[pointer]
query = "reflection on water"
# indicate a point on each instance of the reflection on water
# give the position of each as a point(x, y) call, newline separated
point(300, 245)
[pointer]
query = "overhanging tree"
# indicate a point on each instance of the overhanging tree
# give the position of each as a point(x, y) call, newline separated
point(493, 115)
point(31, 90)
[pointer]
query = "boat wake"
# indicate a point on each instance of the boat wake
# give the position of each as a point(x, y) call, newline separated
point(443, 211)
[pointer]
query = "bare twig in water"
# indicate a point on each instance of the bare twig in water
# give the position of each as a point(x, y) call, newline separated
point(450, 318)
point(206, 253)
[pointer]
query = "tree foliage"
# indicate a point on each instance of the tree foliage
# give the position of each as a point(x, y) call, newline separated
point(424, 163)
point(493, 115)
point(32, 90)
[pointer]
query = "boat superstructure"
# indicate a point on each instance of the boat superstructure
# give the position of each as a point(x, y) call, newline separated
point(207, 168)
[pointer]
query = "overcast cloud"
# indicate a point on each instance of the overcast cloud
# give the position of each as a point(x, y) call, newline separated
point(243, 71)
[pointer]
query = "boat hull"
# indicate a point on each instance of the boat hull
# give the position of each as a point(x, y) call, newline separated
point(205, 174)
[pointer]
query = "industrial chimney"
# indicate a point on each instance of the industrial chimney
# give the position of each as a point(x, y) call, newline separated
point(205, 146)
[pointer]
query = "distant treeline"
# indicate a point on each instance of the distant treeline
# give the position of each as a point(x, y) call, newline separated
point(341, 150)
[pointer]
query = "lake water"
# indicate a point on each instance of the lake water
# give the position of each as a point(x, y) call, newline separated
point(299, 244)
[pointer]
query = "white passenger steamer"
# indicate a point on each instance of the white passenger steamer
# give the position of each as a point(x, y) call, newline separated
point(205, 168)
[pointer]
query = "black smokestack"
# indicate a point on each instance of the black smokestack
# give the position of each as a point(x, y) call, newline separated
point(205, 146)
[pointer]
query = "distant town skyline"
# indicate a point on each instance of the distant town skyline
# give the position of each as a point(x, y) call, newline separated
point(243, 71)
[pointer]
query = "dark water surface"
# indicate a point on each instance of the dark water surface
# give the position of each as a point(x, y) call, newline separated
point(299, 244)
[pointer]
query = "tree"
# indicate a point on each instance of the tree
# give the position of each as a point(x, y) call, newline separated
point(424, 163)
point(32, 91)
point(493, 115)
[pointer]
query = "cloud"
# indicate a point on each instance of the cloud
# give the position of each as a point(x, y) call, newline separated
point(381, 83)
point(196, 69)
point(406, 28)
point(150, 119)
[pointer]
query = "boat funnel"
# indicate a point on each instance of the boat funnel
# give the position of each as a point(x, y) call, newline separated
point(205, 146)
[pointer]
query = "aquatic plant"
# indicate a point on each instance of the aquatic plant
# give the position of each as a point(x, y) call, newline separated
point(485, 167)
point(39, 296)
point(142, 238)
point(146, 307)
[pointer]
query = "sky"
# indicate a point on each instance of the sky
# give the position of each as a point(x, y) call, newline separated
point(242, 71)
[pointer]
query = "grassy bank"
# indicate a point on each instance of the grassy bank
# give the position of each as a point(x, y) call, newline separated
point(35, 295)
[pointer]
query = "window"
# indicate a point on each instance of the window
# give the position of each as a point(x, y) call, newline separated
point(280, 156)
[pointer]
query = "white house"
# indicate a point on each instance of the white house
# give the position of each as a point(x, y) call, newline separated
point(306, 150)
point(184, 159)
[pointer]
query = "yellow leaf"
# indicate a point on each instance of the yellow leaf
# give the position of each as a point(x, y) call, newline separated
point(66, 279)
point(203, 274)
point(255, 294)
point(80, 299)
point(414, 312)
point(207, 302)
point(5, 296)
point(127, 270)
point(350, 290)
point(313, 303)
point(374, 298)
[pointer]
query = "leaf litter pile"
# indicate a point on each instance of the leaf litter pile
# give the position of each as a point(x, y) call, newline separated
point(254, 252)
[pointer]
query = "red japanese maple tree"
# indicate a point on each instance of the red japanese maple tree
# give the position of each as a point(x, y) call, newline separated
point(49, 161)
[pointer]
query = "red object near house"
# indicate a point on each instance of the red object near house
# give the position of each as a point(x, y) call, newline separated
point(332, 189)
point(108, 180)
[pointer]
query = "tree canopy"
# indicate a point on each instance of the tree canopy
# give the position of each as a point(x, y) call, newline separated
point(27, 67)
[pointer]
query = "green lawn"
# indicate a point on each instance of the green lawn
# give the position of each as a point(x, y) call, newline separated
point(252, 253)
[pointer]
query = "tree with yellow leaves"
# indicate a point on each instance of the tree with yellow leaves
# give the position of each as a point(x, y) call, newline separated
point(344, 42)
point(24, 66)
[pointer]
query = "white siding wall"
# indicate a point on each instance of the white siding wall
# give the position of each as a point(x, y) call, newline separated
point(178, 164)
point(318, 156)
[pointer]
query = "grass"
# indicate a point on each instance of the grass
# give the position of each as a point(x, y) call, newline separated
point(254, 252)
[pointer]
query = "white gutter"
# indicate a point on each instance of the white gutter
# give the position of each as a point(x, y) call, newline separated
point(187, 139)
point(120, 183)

━━━━━━

YOUR ASSIGNMENT – Nothing but a number is wanted: report how many lines in the entries above contain the string "foliage".

EXERCISE RESPONSE – 2